Work to complete
Copy out each of the following lines word for word, with nothing changed.
>> start
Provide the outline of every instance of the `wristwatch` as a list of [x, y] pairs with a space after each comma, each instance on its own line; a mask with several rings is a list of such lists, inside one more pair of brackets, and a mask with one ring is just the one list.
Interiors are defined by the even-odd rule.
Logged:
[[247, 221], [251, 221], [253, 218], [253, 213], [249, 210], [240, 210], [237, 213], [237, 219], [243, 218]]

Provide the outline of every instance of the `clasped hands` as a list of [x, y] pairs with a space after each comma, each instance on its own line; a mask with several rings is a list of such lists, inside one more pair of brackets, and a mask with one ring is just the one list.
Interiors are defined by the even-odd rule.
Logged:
>> end
Task solution
Provide the outline of every instance of the `wristwatch` as a list of [x, y] pairs with a space after each comma, each instance on its own line; a mask with several rings is a list of such lists, inside one more pair of brackets, and a mask with one ring is just the one list.
Interiors are defined by the even-odd rule.
Logged:
[[247, 221], [251, 221], [253, 218], [253, 213], [249, 210], [240, 210], [237, 213], [237, 219], [243, 218]]

Provide the outline of every instance of the `clasped hands` as a list of [x, y] pairs with a space after each comma, each instance on its own line; a mask with several rings is a list of such lists, inside one more pair of brackets, and a mask with one ring is just the one list.
Interiors are defined by the even-odd rule.
Logged:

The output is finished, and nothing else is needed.